— BEGIN Data provided —
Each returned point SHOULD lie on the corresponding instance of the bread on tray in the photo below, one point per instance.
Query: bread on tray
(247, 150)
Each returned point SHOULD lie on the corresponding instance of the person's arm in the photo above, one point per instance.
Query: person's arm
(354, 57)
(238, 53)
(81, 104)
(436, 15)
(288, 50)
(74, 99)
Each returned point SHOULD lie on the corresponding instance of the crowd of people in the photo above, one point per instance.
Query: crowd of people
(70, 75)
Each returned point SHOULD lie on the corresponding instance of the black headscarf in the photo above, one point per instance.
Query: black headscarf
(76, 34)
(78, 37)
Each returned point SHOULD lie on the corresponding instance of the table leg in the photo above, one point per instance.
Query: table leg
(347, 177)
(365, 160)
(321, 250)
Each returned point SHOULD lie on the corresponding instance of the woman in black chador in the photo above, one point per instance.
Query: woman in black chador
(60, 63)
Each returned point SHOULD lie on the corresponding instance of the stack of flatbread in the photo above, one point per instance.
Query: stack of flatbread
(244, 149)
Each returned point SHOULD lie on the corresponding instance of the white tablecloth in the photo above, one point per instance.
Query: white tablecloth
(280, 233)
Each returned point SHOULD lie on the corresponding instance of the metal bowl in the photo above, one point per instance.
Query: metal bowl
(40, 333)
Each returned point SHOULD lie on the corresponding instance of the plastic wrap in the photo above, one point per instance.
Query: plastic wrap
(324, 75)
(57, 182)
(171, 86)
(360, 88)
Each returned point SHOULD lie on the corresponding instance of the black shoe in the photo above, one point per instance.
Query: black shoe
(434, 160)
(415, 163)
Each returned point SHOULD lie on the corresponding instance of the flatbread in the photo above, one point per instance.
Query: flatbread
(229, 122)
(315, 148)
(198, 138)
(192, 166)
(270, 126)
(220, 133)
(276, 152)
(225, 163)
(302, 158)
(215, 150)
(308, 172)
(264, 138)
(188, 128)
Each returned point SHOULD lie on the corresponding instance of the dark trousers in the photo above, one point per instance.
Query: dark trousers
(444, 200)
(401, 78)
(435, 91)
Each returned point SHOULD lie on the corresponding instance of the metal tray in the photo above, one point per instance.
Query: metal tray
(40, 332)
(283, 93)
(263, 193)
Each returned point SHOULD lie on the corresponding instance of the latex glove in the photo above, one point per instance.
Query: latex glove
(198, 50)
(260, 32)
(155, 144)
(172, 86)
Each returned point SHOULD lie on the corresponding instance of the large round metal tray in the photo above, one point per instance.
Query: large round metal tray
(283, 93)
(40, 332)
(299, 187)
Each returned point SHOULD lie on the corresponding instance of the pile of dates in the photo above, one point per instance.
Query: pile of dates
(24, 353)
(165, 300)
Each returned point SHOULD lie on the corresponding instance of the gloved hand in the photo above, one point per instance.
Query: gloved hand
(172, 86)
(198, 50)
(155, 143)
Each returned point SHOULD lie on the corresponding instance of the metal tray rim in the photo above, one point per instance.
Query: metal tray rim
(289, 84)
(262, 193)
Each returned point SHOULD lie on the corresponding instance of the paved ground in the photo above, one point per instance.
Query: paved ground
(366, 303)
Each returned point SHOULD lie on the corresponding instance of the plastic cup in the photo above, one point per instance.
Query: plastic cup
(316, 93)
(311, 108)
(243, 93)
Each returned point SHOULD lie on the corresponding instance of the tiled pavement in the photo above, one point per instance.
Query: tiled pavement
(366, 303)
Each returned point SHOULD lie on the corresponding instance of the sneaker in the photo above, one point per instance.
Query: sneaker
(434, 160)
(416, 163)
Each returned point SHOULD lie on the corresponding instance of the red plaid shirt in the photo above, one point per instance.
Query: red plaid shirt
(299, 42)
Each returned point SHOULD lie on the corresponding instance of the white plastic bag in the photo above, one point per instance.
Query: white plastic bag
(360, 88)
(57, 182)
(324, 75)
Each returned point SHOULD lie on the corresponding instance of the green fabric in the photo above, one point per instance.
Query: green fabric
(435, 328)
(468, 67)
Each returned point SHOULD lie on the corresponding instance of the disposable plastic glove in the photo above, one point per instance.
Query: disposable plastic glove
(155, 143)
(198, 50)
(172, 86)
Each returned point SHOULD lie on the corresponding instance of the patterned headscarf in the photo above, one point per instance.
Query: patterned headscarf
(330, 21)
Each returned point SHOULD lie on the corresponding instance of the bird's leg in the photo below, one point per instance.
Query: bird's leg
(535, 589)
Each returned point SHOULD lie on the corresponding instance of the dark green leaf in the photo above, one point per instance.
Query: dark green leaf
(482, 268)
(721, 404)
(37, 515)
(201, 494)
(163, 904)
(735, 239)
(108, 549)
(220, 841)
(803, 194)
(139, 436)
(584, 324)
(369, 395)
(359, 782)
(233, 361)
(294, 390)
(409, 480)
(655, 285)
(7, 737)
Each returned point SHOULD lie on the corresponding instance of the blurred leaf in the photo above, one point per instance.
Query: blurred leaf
— END Data provided —
Starting at the line containing "of the blurred" and ending at the last line of the items, render those lines as a JSON list of strings, one string per line, with blank lines left out.

[
  "Each returned point SHOULD lie on the corresponding instance of the blurred leaf in the photo above, one point per instance.",
  "Query: blurred leaf"
]